Task prompt -
Give all of the data below again exactly, and drop the images.

Entries supplied -

▬▬▬

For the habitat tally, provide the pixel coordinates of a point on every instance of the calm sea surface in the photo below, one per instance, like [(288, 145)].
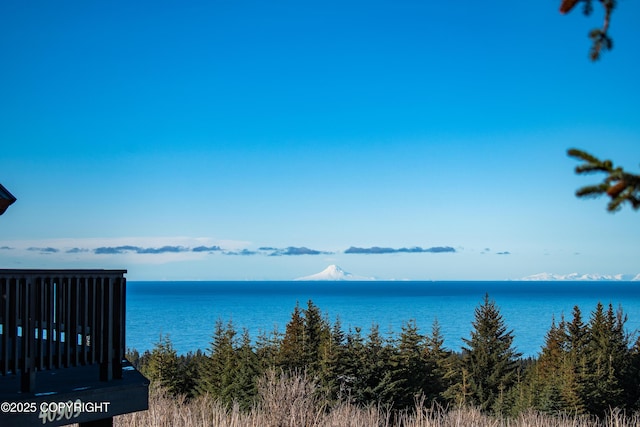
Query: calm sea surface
[(187, 311)]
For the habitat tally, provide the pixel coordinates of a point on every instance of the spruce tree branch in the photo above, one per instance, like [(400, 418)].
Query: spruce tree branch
[(619, 185)]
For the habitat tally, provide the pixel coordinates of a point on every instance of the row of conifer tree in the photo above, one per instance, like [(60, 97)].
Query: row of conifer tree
[(585, 366)]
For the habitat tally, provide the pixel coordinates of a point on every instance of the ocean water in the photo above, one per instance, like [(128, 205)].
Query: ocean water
[(188, 311)]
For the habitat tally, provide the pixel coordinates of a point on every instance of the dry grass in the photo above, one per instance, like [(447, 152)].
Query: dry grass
[(290, 401)]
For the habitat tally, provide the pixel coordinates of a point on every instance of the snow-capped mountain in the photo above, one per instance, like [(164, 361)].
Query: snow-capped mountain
[(333, 272), (579, 276)]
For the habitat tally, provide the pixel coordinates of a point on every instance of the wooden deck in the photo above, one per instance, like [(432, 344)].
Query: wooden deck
[(62, 345)]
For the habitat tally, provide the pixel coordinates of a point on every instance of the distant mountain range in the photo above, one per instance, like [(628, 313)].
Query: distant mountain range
[(333, 273), (585, 277)]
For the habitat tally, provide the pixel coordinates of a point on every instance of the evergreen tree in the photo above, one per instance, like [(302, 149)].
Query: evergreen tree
[(606, 356), (267, 348), (316, 335), (549, 370), (412, 371), (437, 362), (247, 372), (292, 350), (490, 358), (575, 366), (333, 367), (218, 370)]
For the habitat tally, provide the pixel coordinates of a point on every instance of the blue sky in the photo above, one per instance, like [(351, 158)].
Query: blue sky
[(234, 140)]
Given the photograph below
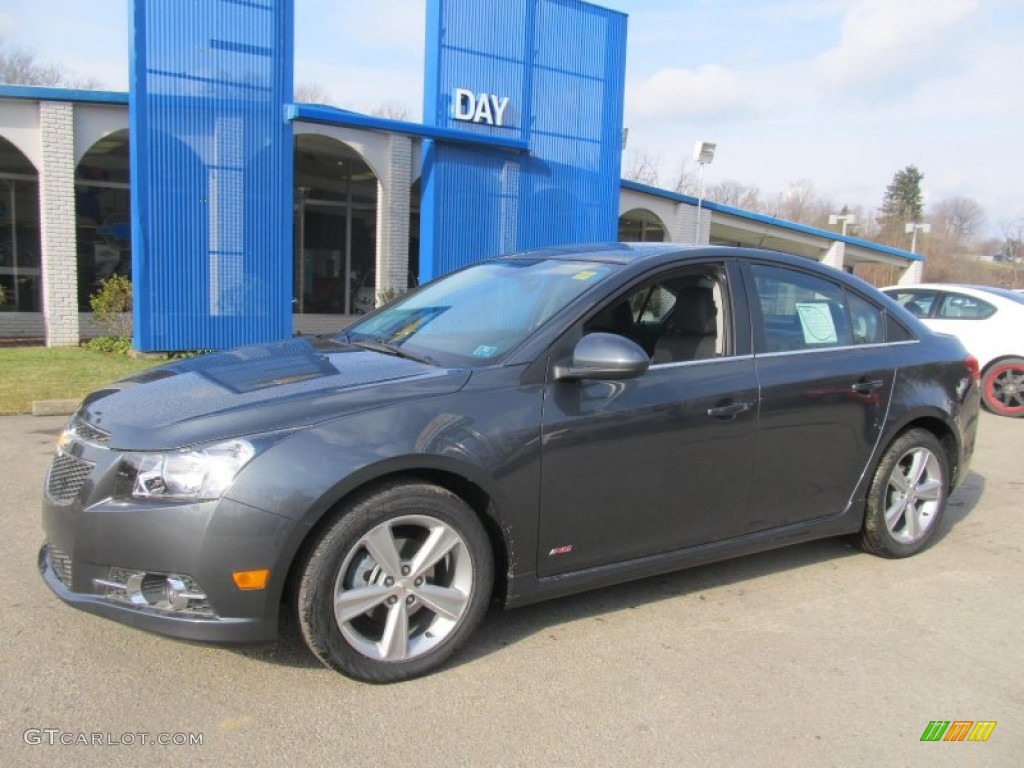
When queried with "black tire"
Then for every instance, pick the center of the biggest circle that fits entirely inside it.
(1003, 387)
(907, 496)
(417, 611)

▬▬▬

Task response -
For the habitat tally, provide the pixel coordinates of a point on every instance of the calm sea surface in the photo below, one per instance, like [(288, 145)].
Query: calm sea surface
[(187, 311)]
For the habitat tally, provide the pixel coordinates of a point on every instance of the spruce tree branch in the photo above, one per instance, like [(400, 418)].
Query: spruce tree branch
[(619, 185)]
For the habitat tally, provide the pixel coordinates of a point on every instance of the row of conifer tree in the photo above, one per instance, like [(60, 97)].
Query: row of conifer tree
[(585, 366)]
For the habitat tally, provide the pixel coordinates of a point on every instance of the ocean water in the photo above, one per instance, like [(128, 205)].
Query: ocean water
[(188, 311)]
For the habitat tally, provide the pixel coordinates of a point on every instance of the dry grass in the photo above, one per instance, like [(447, 152)].
Query: dry grass
[(290, 401)]
For the habitat tally, provide the pixel coordinates of a point on every instance of the snow-capped mountain in the photo above, one per instance, like [(164, 361)].
Query: snow-capped mountain
[(333, 272), (579, 276)]
For the habitat tally, provide the pixel coordinates of a point on every instance of the wooden deck in the photo above, one per instance, like [(432, 344)].
Query: wooden deck
[(62, 345)]
For the habitat tally, provide the pixel coordinates of a point on every instance of the distant mountain range in the photo above, one per instance, like [(628, 313)].
Query: distant mountain range
[(333, 273), (585, 277)]
For the habitat tally, provide the pixel coordinates of a point on every instance of the evergreen tree in the photo above, one per instance, like [(302, 149)].
Query: evergreen tree
[(606, 356), (267, 348), (316, 335), (549, 370), (412, 371), (437, 362), (247, 372), (292, 350), (490, 358), (575, 366), (333, 367), (218, 370)]
For the habitat tally, provide the pixel coordinates of a point on every instance of the blue sky in the photo above, one per instance, like [(351, 158)].
Query: blue sky
[(234, 140)]
Given the photograph below
When queried with "black tire"
Then for every instance, pick the center of the biggest circle that fits entirely inside it.
(1003, 387)
(907, 496)
(417, 611)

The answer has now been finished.